**Set exercise**
Can you transcribe the entries starting at the line that contains "of the palm" and ending with the last line of the entries, with both ends included?

--- Records shown ---

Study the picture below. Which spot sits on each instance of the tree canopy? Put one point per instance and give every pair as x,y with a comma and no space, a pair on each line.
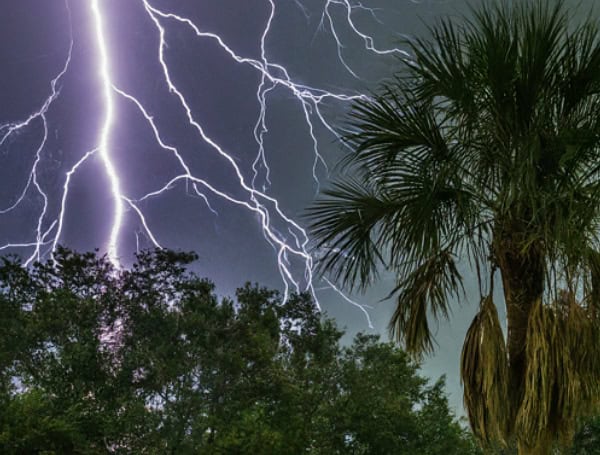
484,150
150,360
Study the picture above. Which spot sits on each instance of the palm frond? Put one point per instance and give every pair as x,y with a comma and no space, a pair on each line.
484,374
426,291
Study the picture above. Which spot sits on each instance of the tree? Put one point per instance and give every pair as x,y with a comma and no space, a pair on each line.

---

**Written answer**
Study the picture above. Which spot sits on each instance of the palm frond? Put one point per instance and give every pair as x,y with a comma and no space, a pair on each line.
484,374
426,291
Study the picture above. Which spot sits on each instance of the tree? Put one point per instance and give every pair as x,y with a comma and no space, a pair on each line.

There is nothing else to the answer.